Exercise goal: Reproduce word for word the part of the text about the Rabbis and unsolved murder, starting at "The possibilities are" and ending at "remain out there.".

### Text provided

The possibilities are endless…and gruesome. It’s all too easy to imagine the Rabbis investing in the minutiae with cold hearts, having somehow left behind the reality of a person who went missing and was found dead, a person who at one time meant the world to someone.

And yet, our ancestors lived in a time of intense uncertainty. They didn’t have rapid communication systems or forensic investigators, much less DNA testing. When a dead body was discovered, it was cause for even more anxiety. An unwitnessed, unmourned murder represented a threat; a killer was out there. Performing עֶגְלָה עֲרוּפָה assigns responsibility where none can actually be ascertained, and in doing so protects a semblance of social order. Communal atonement and protection seem possible, even as the killer does remain out there.

All these centuries later, the attempted creation of black and white where only grey exists reads to me like a container for doubt, a strategy for managing the sense of danger and anxiety that bubbles to the surface with an unsolved crime. The era of Rabbinic Judaism was barely more than a century after the destruction of the Second Temple, and it seems to me that the exactitude the Rabbis brought to the matter served a psychological purpose. For a people who had lost everything—twice—the need to manage uncertainty must have been profound. Their precision was the best tool they had for facing the existential dread that accompanied them day by day. I imagine them telling themselves, “If we know what to do, we can hold on.” Ritual filled the void when uncertainty grew unbearable. The Sages of the Talmud reached into every corner where a question might lurk, no matter how revolting or far-fetched.

Yet questions and doubts, innocent blood and senseless violence, and devastating questions of social order are again the topic of the day, and whether or not a killer’s identity is known, the very act of murder remains a mystery in and of itself. This week, a twenty-three-year-old opened fire on Annunciation Catholic school, killing two children as they prayed at Mass, and injuring at least 18 others. This horrific burst of violence—one in a too-long stream of similar events—forces us yet again to confront the darkness that persists in human nature, millennia after the Torah tried to locate an answer where none could exist.

######
### Collected data

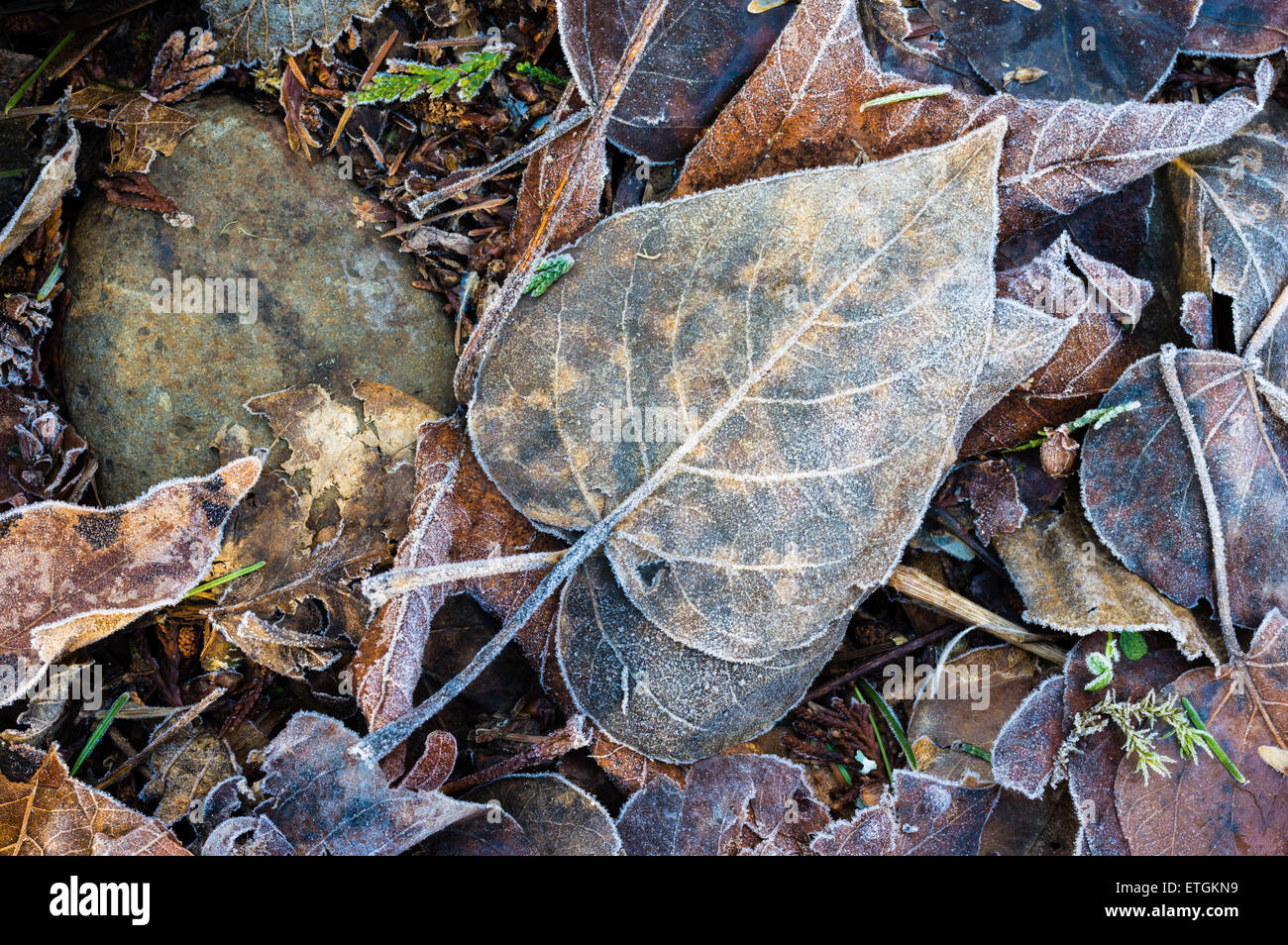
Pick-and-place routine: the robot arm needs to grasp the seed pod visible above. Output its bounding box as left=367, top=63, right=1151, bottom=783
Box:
left=1042, top=430, right=1078, bottom=478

######

Response area:
The possibilities are endless…and gruesome. It’s all too easy to imagine the Rabbis investing in the minutiae with cold hearts, having somehow left behind the reality of a person who went missing and was found dead, a person who at one time meant the world to someone.

And yet, our ancestors lived in a time of intense uncertainty. They didn’t have rapid communication systems or forensic investigators, much less DNA testing. When a dead body was discovered, it was cause for even more anxiety. An unwitnessed, unmourned murder represented a threat; a killer was out there. Performing עֶגְלָה עֲרוּפָה assigns responsibility where none can actually be ascertained, and in doing so protects a semblance of social order. Communal atonement and protection seem possible, even as the killer does remain out there.